»»
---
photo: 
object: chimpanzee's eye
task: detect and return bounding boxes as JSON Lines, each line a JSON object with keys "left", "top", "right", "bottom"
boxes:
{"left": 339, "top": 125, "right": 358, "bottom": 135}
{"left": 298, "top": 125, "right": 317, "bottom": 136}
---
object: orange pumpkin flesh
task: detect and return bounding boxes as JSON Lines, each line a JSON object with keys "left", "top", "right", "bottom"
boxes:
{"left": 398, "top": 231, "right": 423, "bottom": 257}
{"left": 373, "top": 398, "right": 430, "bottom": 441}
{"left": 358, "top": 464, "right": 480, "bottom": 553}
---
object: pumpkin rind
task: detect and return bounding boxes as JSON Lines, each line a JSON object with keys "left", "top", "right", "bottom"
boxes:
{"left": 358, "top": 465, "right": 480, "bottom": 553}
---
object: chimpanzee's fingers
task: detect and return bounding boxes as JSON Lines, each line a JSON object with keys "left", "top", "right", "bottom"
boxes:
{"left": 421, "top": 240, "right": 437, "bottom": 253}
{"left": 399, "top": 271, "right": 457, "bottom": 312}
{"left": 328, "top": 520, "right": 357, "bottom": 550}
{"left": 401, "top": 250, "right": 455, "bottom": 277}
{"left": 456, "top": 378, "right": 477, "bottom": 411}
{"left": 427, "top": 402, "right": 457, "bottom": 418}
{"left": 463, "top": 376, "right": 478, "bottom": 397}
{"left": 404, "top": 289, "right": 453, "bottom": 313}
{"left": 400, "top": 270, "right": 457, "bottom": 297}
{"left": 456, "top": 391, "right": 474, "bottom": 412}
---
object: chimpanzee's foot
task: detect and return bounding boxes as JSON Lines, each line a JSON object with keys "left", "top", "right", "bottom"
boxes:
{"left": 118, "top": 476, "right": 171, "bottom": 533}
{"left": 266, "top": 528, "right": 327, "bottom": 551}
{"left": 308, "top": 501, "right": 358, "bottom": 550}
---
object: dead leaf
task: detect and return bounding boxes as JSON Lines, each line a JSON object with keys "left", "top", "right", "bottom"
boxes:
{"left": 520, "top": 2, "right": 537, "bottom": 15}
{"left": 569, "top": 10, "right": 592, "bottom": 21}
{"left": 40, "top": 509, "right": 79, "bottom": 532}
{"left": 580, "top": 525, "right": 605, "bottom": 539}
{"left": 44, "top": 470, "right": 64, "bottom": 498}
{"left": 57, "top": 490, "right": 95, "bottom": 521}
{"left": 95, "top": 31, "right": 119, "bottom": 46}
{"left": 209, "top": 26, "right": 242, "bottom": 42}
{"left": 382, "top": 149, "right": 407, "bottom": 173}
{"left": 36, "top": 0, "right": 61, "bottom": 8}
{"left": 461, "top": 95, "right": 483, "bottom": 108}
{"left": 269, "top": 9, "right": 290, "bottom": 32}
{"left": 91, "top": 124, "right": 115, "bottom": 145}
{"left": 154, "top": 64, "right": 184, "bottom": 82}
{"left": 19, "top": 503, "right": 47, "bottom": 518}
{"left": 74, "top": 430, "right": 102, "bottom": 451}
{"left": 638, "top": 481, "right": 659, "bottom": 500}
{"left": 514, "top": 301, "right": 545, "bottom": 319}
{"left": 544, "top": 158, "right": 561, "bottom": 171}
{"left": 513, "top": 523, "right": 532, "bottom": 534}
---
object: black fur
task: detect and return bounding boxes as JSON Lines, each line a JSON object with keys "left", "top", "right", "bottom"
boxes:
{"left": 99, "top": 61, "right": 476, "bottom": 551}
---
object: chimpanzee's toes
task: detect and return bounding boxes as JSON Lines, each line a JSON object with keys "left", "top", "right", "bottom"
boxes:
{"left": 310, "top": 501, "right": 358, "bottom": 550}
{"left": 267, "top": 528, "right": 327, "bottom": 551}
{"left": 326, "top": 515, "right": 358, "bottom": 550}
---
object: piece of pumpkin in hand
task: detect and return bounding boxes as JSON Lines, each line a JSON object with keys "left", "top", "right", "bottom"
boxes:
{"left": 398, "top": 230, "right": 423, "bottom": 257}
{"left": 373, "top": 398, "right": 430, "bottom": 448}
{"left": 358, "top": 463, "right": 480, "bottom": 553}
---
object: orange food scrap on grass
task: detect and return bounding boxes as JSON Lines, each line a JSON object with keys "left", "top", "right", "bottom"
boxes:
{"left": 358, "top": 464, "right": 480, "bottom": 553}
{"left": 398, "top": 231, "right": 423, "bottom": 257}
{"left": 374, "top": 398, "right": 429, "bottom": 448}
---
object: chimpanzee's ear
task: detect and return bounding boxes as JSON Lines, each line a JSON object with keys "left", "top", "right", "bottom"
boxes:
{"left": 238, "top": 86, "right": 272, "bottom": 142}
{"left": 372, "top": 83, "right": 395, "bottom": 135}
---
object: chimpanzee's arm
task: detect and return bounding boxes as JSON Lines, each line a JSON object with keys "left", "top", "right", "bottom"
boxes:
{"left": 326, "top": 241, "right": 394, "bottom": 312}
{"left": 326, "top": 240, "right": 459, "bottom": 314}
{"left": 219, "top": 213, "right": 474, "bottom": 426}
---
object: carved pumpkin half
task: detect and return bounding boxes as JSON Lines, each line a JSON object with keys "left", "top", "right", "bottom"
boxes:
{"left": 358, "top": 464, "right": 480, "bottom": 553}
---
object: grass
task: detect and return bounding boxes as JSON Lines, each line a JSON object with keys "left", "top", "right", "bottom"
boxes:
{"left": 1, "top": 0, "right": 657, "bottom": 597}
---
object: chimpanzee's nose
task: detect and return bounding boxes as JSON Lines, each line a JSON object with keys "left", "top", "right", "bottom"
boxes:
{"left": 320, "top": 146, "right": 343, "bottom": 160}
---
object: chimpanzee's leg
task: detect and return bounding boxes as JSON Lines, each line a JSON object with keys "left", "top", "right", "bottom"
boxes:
««
◆ WHAT YOU HAVE TO DO: Tally, across the records, each line that contains the word "chimpanzee", and answer with nothing except the count.

◆ RESULT OF THIS EXERCISE: 8